A listing
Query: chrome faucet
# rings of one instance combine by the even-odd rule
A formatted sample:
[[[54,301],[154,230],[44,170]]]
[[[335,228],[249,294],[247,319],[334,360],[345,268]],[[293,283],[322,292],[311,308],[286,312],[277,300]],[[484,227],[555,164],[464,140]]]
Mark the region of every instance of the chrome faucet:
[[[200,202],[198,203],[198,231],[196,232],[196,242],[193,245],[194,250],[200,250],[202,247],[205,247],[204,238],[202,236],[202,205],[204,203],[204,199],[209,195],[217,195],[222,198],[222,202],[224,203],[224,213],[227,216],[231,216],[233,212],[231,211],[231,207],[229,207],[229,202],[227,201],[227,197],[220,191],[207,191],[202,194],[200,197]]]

Requirements> Return the lines of the listing without any change, from its first line through the line containing "Mark the region", with both of those lines included.

Correct answer>
Query: chrome faucet
# rings of one instance combine by the even-odd rule
A formatted sample:
[[[54,301],[154,230],[44,170]]]
[[[335,228],[249,294],[247,319],[334,360],[345,268]],[[293,283],[322,292],[311,308],[286,312],[277,300]],[[484,227],[555,164],[464,140]]]
Mark the region of every instance of the chrome faucet:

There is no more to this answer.